GIVEN PROBLEM A: Count the lines in the records below that contain the word "firefighter", and reply with the number alone.

EXCERPTED TEXT:
•••

The film's greatest flaw is Moore's focus on what he hints might have been a Saudi conspiracy behind the 9/11 attacks, and its implication that the guilty were protected when Saudis, including members of the bin Laden family, were evacuated from the US. But even once you sift out the dubious elements, you're still left with the feeling that it makes a case to answer for the Bush administration and its chums.
Meanwhile, Dave Kopel's "57 Deceits" page has been upgraded to "59 Deceits" and now notes rebuttals from Moore's "War Room", some of them less convincing than others. Kopel quotes frequently from Moore's most trenchant and articulate critic, Christopher Hitchens.
Yet Kopel and Hitchens' tracts would be much shorter had they confined themselves to what is actually in the film rather than hauling in blurts by Moore in the past three years which would seem to contradict his own work. That Moore can be quite a critter in his unguarded moments isn't news, but it's also true that Hitchens wouldn't emerge terribly well from similar scrutiny.
As Yellow Times pointed out, Hitchens' ability to scream blue murder over the Bush administration's ill-fated appointment of the "obfuscator and falsifier" Henry Kissinger to head the 9/11 Commission ("the cynicism of the decision and the gross insult to democracy") whilst simultaneously maintaining his line that the same administration had been noble and honest in its prosecution of the war on terror is quite a contortion. A contortion, indeed, worthy of Michael Moore.
Kopel's hardly immune either. Take this oddly conflicted comment - on why he was voting Nader in 2000. By the standards of evidence he applies to Moore (ie, with much recourse to official reports), his dismissal of climate change as a "dystopian fairy tale" is simply absurd, and his claim that "Gore wants to outlaw the internal combustion engine" is, well, deceitful. Gore said in his book that "the elimination of the internal combustion engine by 2020" - and, logically, its replacement by more sustainable technologies - could be a "strategic goal". This is nothing like the implication in Kopel's comment that Gore as president would legislate to take people's cars away - and, indeed, is exactly the sort of insinuation for which Kopel so energetically damns Moore. So, yes, people in glass houses …
Doubtless you could spend forever on this sort of thing. In the end, I think it's best to take Moore's work and his critics' rebuttal as of a piece. One doesn't play properly without the other.
Meanwhile, with the news in Sunday's Observer that Downing Street has admitted that its repeated claim that coalition forces had discovered "the remains of 400,000 people in mass graves" in Iraq was untrue - the actual number appears to have been more like 5000 - you start to wonder if anything is true.

•••

GIVEN PROBLEM B: From the passage about Michael Moore and his critics above, copy the text from "As Yellow Times" to "of Michael Moore." word for word.

RECORDS FOR PROCESSING:
•••

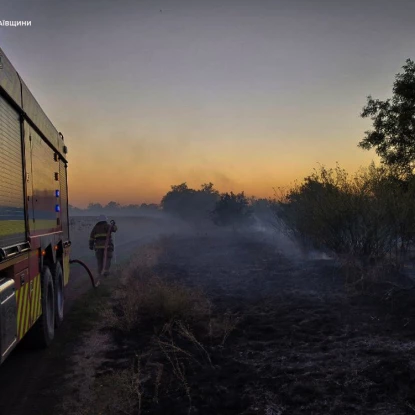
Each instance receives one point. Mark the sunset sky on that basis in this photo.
(247, 94)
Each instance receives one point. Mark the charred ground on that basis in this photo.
(288, 337)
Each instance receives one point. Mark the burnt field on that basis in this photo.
(243, 329)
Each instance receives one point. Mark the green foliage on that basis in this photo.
(393, 134)
(368, 215)
(232, 209)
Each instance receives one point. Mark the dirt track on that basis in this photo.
(302, 345)
(31, 380)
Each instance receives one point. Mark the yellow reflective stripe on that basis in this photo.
(27, 307)
(24, 310)
(33, 302)
(39, 303)
(19, 305)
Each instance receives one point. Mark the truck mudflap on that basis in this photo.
(8, 317)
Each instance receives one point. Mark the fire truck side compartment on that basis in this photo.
(12, 215)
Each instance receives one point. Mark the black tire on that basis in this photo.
(59, 294)
(43, 331)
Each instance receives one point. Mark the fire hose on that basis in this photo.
(95, 283)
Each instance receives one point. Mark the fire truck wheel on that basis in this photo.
(59, 296)
(44, 329)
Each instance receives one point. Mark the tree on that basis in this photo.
(393, 134)
(232, 209)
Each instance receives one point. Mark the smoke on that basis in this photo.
(274, 230)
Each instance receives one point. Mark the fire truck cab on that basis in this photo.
(34, 225)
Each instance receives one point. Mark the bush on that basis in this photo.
(368, 215)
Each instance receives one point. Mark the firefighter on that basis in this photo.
(99, 238)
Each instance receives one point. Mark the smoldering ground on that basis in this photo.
(297, 341)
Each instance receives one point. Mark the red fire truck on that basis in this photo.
(34, 225)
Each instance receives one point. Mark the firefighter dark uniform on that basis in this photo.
(97, 241)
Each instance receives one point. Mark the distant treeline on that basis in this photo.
(198, 206)
(115, 209)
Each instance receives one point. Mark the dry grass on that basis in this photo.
(173, 324)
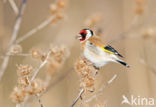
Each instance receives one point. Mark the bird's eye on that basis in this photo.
(83, 33)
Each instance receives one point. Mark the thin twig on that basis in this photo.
(21, 54)
(36, 29)
(14, 6)
(78, 97)
(101, 89)
(13, 38)
(41, 65)
(39, 100)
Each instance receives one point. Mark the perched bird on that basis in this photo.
(96, 51)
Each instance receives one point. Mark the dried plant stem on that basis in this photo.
(14, 6)
(78, 97)
(41, 65)
(18, 105)
(36, 29)
(39, 100)
(101, 89)
(13, 38)
(22, 54)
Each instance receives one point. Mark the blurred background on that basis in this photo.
(127, 25)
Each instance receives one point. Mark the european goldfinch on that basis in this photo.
(96, 51)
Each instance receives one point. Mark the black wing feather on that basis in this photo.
(108, 47)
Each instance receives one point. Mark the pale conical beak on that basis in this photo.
(78, 36)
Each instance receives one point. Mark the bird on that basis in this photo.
(96, 51)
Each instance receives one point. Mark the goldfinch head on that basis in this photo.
(84, 34)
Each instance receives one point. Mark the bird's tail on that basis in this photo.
(123, 63)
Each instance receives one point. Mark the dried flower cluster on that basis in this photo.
(140, 6)
(57, 58)
(87, 73)
(26, 87)
(16, 49)
(56, 10)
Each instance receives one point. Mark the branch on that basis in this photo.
(41, 66)
(13, 38)
(78, 97)
(21, 54)
(101, 89)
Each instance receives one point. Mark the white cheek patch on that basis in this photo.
(89, 34)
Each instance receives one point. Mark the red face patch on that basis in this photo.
(83, 32)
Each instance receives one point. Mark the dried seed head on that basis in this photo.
(23, 70)
(36, 54)
(37, 87)
(53, 8)
(57, 58)
(61, 4)
(18, 95)
(23, 81)
(87, 73)
(16, 49)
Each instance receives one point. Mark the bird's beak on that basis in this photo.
(78, 36)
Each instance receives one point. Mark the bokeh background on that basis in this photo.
(128, 26)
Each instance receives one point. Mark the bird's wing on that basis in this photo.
(110, 49)
(107, 48)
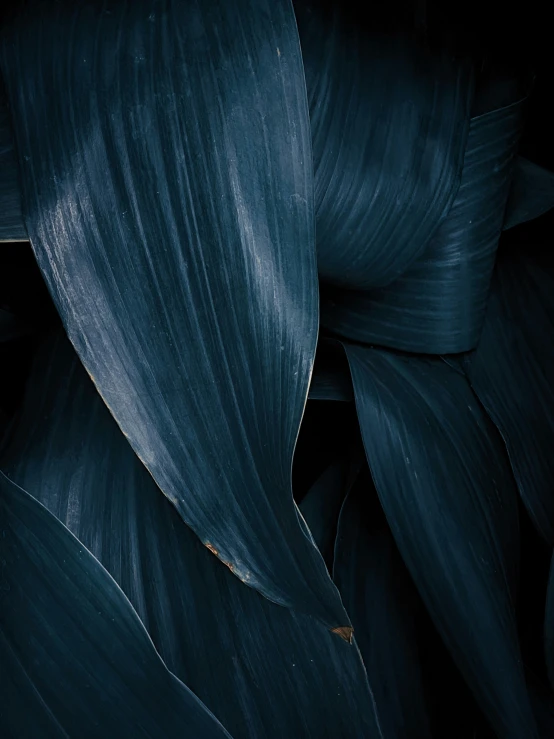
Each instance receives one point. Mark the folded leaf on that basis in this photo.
(511, 374)
(549, 626)
(438, 305)
(389, 126)
(169, 205)
(331, 376)
(383, 604)
(12, 227)
(445, 485)
(264, 670)
(531, 194)
(76, 659)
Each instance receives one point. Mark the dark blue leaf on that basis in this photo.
(438, 305)
(264, 670)
(76, 660)
(12, 227)
(511, 372)
(169, 203)
(389, 127)
(445, 484)
(531, 194)
(383, 604)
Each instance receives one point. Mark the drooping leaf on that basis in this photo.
(382, 602)
(531, 193)
(12, 227)
(169, 205)
(76, 660)
(438, 304)
(446, 487)
(512, 373)
(331, 376)
(264, 670)
(389, 126)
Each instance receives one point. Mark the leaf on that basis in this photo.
(265, 671)
(331, 376)
(12, 227)
(77, 660)
(445, 485)
(438, 305)
(382, 602)
(389, 125)
(531, 194)
(180, 254)
(511, 374)
(549, 626)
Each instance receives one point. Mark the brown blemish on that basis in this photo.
(213, 550)
(345, 632)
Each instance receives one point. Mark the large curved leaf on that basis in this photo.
(531, 194)
(512, 373)
(382, 602)
(169, 205)
(389, 126)
(12, 227)
(446, 487)
(76, 660)
(264, 670)
(438, 305)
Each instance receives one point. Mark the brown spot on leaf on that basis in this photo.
(345, 632)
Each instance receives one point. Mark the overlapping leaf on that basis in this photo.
(12, 227)
(169, 205)
(265, 671)
(76, 660)
(445, 485)
(531, 194)
(512, 372)
(382, 602)
(389, 127)
(438, 304)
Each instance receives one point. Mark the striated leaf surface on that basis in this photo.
(389, 125)
(76, 660)
(169, 205)
(531, 194)
(512, 373)
(446, 487)
(438, 305)
(382, 602)
(264, 670)
(12, 227)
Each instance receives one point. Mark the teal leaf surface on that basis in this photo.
(12, 227)
(438, 305)
(512, 374)
(264, 671)
(445, 484)
(169, 203)
(389, 123)
(382, 602)
(76, 660)
(531, 194)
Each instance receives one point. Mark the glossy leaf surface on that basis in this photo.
(169, 205)
(382, 602)
(389, 126)
(445, 485)
(264, 670)
(438, 305)
(511, 372)
(76, 660)
(531, 194)
(12, 227)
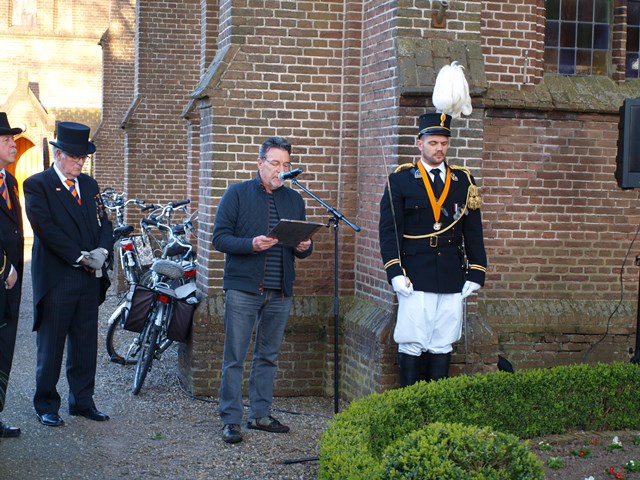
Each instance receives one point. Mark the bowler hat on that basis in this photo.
(435, 124)
(73, 138)
(5, 128)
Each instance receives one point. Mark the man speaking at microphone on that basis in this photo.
(258, 283)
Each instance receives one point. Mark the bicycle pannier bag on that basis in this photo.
(179, 327)
(140, 304)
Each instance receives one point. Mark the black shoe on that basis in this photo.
(231, 433)
(50, 419)
(267, 424)
(8, 432)
(92, 413)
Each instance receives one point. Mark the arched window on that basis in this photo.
(633, 39)
(578, 37)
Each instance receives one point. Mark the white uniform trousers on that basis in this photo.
(428, 322)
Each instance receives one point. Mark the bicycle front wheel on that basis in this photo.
(122, 345)
(145, 356)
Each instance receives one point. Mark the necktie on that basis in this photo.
(437, 182)
(4, 192)
(72, 189)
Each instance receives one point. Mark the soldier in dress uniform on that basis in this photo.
(432, 246)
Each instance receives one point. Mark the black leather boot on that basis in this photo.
(410, 369)
(438, 365)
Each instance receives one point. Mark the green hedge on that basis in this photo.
(525, 404)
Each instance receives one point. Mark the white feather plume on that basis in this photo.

•••

WORKED ANSWER A: 2

WORKED ANSWER B:
As Yellow Times pointed out, Hitchens' ability to scream blue murder over the Bush administration's ill-fated appointment of the "obfuscator and falsifier" Henry Kissinger to head the 9/11 Commission ("the cynicism of the decision and the gross insult to democracy") whilst simultaneously maintaining his line that the same administration had been noble and honest in its prosecution of the war on terror is quite a contortion. A contortion, indeed, worthy of Michael Moore.